QUOTED TEXT
^^^^
Oh!  I hadn't fully absorbed the following, but it seems then that rms
believes that the restriction like that on the Emacs manual (that you
must redistribute certain extraneous pieces) does not violate freedom
3 of the FSF's Free Software Definition:

    * The freedom to improve the program, and release your
      improvements to the public, so that the whole community benefits
      (freedom 3). Access to the source code is a precondition for this.

(whether or not the work in question is documentation), while I
believe the Debian people decided early in the discussion that a
similar restriction on software would violate point 3 of the DFSG:

  3. Derived Works

     The license must allow modifications and derived works, and must
     allow them to be distributed under the same terms as the license
     of the original software.
^^^^
ROWS
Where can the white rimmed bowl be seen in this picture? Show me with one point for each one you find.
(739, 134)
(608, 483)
^^^^
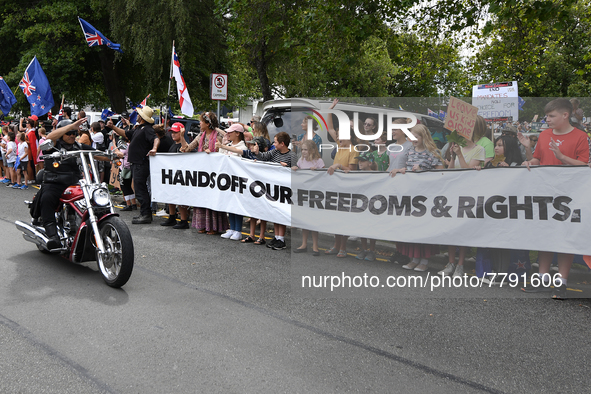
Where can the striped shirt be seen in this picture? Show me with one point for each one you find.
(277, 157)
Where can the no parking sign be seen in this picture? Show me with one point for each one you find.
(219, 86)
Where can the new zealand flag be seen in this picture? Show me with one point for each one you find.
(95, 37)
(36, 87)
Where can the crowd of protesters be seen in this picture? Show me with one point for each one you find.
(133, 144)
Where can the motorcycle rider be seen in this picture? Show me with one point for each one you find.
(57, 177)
^^^^
PROBLEM REQUIREMENTS
Extend the passage comparing freedom 3 of the FSF's Free Software Definition with point 3 of the DFSG, picking up right after its final sentence.

IN RESPONSE
Actually, I'm a little unclear on the latter point.  To what extent
are non-functional restrictions OK for Debian?  For instance, the
GPL's clause 2c (message at an interactive prompt) is uncontroversial,
but the much longer message that the reiserfs utilities printed seemed
to be more questionable (if it were required by the license, and aside
from the fact that it was incompatible with the GPL).  Or is the
question whether the restrictions in the GFDL are truly
non-functional?

(I note that FSF's freedom 3 is more focussed on improving the
program, i.e., functionality, while DFSG 3 is stated more broadly.)